■ **Source extract**
----
General Session: Tumor, Trauma, and Infection

Presented by: T. Spencer - View Audio/Video Presentation (Members Only)

Author(s):

T. Spencer(1), B. Gorinshetyn(2), T. Ganey(3)

(1) Greater Michigan Spine and Neurological Institute, Battle Creek, MI, United States
(2) Nuvision Pharmaceuticals, Roswell, GA, United States
(3) Atlanta Medical Center, Orthopaedic Surgery, Atlanta, GA, United States

Abstract

Introduction: The skin is a natural barrier against infection, and despite this continuous and impermeable protection, if skin is injured by blister, splinter, cut or burn, bacteria can enter the body and cause an infection. Breaks in the skin that occur during a surgical procedure present opportunities for pathogens to enter the body. BerbereX® Wound Cleanser has been cleared by FDA for external use. In vitro potency has been shown against high levels of several resistant bacteria, including against MRSA, B-strep, VRE, and E. col.i Based on the product's performance, a study was undertaken to evaluate 180 consecutive patients following spinal surgery.

Methods: Following IRB review, patients were evaluated from a single physician. No subjects were excluded from the study based on recognized associated risk factor(s). Patients were randomized to receive BerbereX® Wound Cleanser (NuVision Pharmaceuticals, Atlanta, GA) post-operatively at a 1:2 proportion, and asked to apply the solution twice a day for 6 months or until wound healing had occurred. Remaining patients evaluated in this retrospective analysis were asked to follow post-operative discharge instructions common to the practice that placed limitations on lifting, and that asked the patients to wash the incision wound with soap and water. The study evaluated efficacy in terms of preventing infections, and surgical site healing with regard to pain at the site of incision, tissue cosmesis, and patient compliance.
----
■ **Record excerpts**

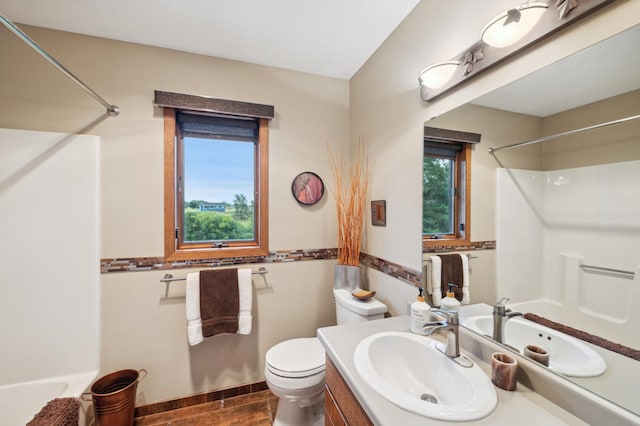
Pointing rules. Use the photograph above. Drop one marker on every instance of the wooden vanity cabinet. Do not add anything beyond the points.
(341, 408)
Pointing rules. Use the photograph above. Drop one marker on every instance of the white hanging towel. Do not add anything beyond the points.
(194, 324)
(434, 283)
(245, 292)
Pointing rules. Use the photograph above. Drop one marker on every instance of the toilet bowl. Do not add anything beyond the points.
(294, 369)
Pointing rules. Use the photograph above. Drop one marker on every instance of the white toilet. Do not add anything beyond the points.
(294, 369)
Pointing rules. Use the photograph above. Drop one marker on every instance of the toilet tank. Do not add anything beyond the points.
(350, 310)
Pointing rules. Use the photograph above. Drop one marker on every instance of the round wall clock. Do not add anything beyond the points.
(307, 188)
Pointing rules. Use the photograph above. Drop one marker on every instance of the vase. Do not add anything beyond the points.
(346, 277)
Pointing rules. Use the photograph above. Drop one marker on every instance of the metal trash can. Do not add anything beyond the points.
(114, 397)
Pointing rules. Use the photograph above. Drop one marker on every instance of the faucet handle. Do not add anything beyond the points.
(499, 307)
(502, 301)
(450, 317)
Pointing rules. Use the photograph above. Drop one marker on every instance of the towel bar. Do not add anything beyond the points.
(469, 256)
(615, 271)
(168, 279)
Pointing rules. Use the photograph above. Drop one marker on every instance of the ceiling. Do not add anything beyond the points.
(326, 37)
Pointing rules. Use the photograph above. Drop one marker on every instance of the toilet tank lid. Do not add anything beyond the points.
(296, 357)
(363, 307)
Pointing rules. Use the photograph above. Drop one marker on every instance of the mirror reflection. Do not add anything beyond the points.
(567, 214)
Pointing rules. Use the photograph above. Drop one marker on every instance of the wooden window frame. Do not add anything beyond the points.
(462, 172)
(174, 250)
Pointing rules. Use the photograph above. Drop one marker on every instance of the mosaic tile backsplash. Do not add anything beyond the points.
(408, 275)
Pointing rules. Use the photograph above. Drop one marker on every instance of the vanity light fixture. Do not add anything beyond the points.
(503, 37)
(512, 25)
(437, 75)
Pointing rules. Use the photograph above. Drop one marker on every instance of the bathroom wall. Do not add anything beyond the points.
(387, 111)
(140, 327)
(49, 222)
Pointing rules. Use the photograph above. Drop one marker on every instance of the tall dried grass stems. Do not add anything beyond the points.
(350, 193)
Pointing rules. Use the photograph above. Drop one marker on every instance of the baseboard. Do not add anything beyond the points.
(187, 401)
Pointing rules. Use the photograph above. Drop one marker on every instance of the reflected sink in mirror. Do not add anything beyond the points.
(411, 372)
(567, 355)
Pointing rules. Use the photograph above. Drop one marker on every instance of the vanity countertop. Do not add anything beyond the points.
(522, 407)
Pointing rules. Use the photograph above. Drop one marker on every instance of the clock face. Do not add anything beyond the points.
(307, 188)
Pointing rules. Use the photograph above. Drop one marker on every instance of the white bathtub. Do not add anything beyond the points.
(19, 402)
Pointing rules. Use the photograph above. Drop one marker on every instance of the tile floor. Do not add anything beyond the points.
(253, 409)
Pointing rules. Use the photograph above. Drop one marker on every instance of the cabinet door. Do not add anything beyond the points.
(341, 405)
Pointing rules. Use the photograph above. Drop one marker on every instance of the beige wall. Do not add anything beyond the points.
(605, 145)
(139, 328)
(387, 110)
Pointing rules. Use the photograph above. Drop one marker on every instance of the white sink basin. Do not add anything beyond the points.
(409, 371)
(567, 355)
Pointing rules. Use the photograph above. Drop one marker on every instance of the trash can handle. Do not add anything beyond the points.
(142, 370)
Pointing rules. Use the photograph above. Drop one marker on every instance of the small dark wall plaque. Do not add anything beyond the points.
(379, 213)
(307, 188)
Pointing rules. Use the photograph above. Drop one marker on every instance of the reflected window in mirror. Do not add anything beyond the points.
(446, 188)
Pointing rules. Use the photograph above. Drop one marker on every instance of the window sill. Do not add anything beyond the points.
(428, 243)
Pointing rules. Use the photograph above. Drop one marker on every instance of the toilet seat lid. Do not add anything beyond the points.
(296, 357)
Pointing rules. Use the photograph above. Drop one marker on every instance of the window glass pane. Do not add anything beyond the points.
(438, 196)
(218, 190)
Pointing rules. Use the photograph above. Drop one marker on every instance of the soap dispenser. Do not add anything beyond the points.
(450, 302)
(419, 313)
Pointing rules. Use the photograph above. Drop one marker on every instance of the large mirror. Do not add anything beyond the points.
(568, 209)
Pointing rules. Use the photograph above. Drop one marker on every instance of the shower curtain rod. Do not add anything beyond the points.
(112, 110)
(570, 132)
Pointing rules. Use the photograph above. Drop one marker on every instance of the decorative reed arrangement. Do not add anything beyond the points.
(350, 194)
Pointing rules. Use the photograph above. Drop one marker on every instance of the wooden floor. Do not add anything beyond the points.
(254, 409)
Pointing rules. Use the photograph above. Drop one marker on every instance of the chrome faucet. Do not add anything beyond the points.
(447, 325)
(501, 314)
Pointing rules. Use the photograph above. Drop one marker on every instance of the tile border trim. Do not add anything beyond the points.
(138, 264)
(402, 273)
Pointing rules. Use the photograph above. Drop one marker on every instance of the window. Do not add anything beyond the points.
(216, 170)
(446, 187)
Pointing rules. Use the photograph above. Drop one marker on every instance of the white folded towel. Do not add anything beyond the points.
(245, 293)
(466, 291)
(194, 320)
(434, 284)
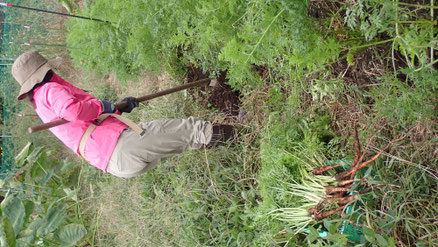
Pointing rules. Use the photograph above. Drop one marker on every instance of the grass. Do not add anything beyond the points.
(306, 72)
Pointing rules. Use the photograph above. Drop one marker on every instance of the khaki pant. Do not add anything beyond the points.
(134, 154)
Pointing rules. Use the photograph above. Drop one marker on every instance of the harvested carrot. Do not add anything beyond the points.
(321, 170)
(335, 189)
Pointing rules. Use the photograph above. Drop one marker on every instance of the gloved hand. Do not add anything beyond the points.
(131, 104)
(107, 107)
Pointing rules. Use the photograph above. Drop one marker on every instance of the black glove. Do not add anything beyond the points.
(107, 107)
(131, 103)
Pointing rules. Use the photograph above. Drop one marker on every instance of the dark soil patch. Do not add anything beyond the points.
(220, 97)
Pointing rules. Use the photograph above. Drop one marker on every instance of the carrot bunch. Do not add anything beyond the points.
(345, 180)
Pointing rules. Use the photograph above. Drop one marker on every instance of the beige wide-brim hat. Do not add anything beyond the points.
(30, 68)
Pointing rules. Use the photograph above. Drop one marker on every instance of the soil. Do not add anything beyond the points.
(220, 97)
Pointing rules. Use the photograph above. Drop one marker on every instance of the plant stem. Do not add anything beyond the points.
(264, 33)
(368, 45)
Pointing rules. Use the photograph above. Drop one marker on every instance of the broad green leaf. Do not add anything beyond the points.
(369, 234)
(68, 235)
(55, 216)
(21, 157)
(9, 232)
(13, 208)
(28, 235)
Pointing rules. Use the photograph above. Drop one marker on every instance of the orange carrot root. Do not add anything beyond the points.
(347, 182)
(324, 215)
(321, 170)
(334, 189)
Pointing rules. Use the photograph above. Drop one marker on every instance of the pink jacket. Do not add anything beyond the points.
(58, 99)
----
■ **Task statement**
List the kinds of skin injury that the abstract above names as letting bacteria enter the body.

■ **Completed exercise**
Blister, splinter, cut, burn